[Collected data entries]
====
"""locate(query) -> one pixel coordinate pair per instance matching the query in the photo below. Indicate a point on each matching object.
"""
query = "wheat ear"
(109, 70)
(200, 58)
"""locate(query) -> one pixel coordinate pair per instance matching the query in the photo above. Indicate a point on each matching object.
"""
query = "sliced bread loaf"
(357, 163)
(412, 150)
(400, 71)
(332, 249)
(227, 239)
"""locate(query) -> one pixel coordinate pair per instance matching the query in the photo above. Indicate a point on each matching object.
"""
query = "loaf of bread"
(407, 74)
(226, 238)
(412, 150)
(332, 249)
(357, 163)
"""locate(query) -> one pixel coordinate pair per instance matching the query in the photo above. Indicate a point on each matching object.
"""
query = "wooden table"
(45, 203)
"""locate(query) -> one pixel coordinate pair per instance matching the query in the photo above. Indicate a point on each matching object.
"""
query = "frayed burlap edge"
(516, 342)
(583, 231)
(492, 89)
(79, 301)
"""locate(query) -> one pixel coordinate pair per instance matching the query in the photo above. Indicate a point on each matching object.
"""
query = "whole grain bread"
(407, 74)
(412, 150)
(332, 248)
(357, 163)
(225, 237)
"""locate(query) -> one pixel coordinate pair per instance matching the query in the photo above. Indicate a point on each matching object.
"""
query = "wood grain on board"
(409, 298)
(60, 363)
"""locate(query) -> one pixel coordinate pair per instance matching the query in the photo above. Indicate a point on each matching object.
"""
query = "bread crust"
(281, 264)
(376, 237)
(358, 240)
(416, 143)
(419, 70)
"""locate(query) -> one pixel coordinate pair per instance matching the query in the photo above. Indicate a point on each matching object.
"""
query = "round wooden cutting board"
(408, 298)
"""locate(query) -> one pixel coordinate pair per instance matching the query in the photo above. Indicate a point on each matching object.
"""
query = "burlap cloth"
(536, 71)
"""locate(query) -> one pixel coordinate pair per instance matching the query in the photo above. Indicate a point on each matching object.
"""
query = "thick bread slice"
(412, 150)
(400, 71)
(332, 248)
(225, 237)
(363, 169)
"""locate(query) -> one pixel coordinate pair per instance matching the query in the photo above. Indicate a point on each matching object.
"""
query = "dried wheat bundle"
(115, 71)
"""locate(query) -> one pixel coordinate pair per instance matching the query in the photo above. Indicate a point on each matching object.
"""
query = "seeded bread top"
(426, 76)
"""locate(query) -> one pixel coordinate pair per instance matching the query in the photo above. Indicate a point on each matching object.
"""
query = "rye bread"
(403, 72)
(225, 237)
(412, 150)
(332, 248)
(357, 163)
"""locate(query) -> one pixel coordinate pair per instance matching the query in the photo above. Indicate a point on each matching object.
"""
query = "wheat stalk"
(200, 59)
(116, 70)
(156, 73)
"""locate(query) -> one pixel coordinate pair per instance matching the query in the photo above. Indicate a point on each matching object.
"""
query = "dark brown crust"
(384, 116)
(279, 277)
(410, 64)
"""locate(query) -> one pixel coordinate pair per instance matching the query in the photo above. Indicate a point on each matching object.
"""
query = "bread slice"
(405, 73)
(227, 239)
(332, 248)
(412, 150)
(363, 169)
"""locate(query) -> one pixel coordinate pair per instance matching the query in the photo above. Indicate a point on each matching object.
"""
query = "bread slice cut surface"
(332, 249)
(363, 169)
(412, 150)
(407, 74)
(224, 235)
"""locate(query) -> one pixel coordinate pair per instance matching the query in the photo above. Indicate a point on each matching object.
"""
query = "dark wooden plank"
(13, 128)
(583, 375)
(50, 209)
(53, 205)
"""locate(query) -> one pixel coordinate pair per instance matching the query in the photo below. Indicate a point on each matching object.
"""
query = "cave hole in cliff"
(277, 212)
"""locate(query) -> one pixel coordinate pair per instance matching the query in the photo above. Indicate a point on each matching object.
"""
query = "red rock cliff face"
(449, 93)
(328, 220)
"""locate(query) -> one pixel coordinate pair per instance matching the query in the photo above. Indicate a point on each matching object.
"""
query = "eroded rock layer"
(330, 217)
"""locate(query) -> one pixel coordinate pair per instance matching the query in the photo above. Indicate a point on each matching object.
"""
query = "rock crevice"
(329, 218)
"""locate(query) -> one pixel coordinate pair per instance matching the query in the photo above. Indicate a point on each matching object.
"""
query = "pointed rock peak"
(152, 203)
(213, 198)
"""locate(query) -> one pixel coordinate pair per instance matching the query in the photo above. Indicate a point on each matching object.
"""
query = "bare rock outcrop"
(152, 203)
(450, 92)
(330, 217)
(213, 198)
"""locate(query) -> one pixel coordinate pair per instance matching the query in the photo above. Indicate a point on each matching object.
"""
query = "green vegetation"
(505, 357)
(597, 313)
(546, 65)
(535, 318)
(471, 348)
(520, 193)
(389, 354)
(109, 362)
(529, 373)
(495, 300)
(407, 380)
====
» **To do**
Please make the answer a complete, exact reproduction of the records.

» **Response**
"""locate(query) -> one pixel coordinate pair per instance matching the query in the photo below. Indicate a point on each matching object.
"""
query = "wheat ear"
(109, 70)
(200, 58)
"""locate(query) -> one pixel coordinate pair per instance matching the query in the photo above. Indicate a point on each matching object.
"""
query = "sliced bread loaf"
(357, 163)
(412, 150)
(400, 71)
(332, 249)
(227, 239)
"""locate(query) -> one pixel coordinate pair per instance matching the query in the photo above. Indicate a point on each matching object.
"""
query = "loaf of bread"
(407, 74)
(226, 238)
(412, 150)
(332, 249)
(357, 163)
"""locate(query) -> one pixel coordinate pair per instance matching the query in the photo above. Indicate a point on each matching object.
"""
query = "wooden table"
(45, 203)
"""locate(query) -> one pixel coordinate pair per instance matching the query in the photo above. Indicate a point on each matching object.
"""
query = "frayed burlap edge"
(516, 342)
(583, 231)
(492, 89)
(79, 301)
"""locate(query) -> one pixel coordinate pair per instance matching the query in the photo above. Indicate a point on each matching object.
"""
query = "whole grain bread"
(407, 74)
(412, 150)
(332, 248)
(357, 163)
(225, 237)
"""locate(query) -> one pixel coordinate pair per instance matching the query in the photo above. Indicate a point on each matching object.
"""
query = "wood grain on board"
(409, 298)
(60, 363)
"""locate(query) -> one pixel coordinate pair per instance matching the query in the photo above. Indicate a point on each matching object.
"""
query = "bread crust"
(281, 264)
(376, 237)
(358, 240)
(416, 143)
(419, 70)
"""locate(query) -> one pixel coordinate pair per instance matching the query in the photo above. Indicate a point on each matching object.
"""
query = "round wooden cutting board"
(408, 298)
"""locate(query) -> one pixel coordinate pair per instance matching the query in the photo above. Indicate a point on each matching object.
"""
query = "burlap cloth"
(536, 71)
"""locate(query) -> one pixel coordinate pair per instance matching the query in the photo above. Indicate a point on each matching object.
"""
query = "thick bread slice"
(412, 150)
(400, 71)
(332, 248)
(225, 237)
(363, 169)
"""locate(query) -> one pixel coordinate pair per instance matching the query in the photo above. Indicate a point on each matching object.
"""
query = "dried wheat bundle"
(115, 71)
"""locate(query) -> one pixel coordinate pair per instance matching the query in the photo above. Indicate a point on each matching object.
"""
query = "seeded bread top"
(426, 76)
"""locate(query) -> one pixel coordinate pair per instance matching the query in the photo above. Indicate a point on each matching object.
"""
query = "rye bread"
(403, 72)
(225, 237)
(412, 150)
(332, 248)
(357, 163)
"""locate(query) -> one pixel coordinate pair per instance matching the query in the photo above. Indicate a point on each matching object.
"""
query = "wheat stalk"
(200, 59)
(116, 70)
(156, 73)
"""locate(query) -> one pixel coordinate pair per instance matching the query in the photo above. Indicate a point on each matching object.
"""
query = "dark brown crust"
(384, 116)
(279, 277)
(410, 64)
"""locate(query) -> one pixel coordinate pair per instance matching the query in the photo above. Indicate a point on each matching object.
"""
query = "bread slice"
(405, 73)
(227, 239)
(332, 248)
(412, 150)
(363, 169)
"""locate(query) -> one pixel coordinate pair per instance matching the query in the photo above. Indicate a point on each matching object.
"""
query = "bread slice cut surface"
(332, 249)
(363, 169)
(412, 150)
(407, 74)
(224, 235)
"""locate(query) -> one pixel coordinate pair per instance matching the query in the photo above. Indicate a point on each matching object.
"""
query = "dark wooden plank"
(13, 128)
(583, 375)
(50, 209)
(53, 205)
"""locate(query) -> one pixel coordinate pair per instance matching the query in the photo below. Indicate a point on each matching object.
"""
query = "cave hole in cliff"
(277, 212)
"""locate(query) -> one pixel coordinate pair per instance matching the query in the photo above. Indicate a point on each matching object.
"""
query = "red rock cliff face"
(449, 93)
(328, 220)
"""locate(query) -> one pixel coordinate pair per instance matching the query in the photo above. Indicate a point on each matching object.
"""
query = "eroded rock layer"
(330, 217)
"""locate(query) -> one pixel coordinate pair per instance matching the query in the photo above. Indicate a point on each matching object.
"""
query = "rock crevice"
(329, 218)
"""locate(query) -> one pixel coordinate pair per instance matching the query in the photo above. Indicate a point on each matching object.
"""
query = "pointed rock peak"
(152, 203)
(213, 198)
"""locate(query) -> one pixel coordinate pair per instance matching the query in the photo above. Indicate a point on each matching object.
"""
query = "bare rock outcrop"
(152, 203)
(450, 92)
(330, 217)
(213, 198)
"""locate(query) -> one pixel coordinate pair per instance matching the query in the photo above. Indicate a point on each matching object.
"""
query = "green vegetation"
(505, 357)
(597, 313)
(546, 65)
(535, 318)
(471, 348)
(520, 193)
(389, 354)
(109, 362)
(529, 373)
(495, 300)
(407, 380)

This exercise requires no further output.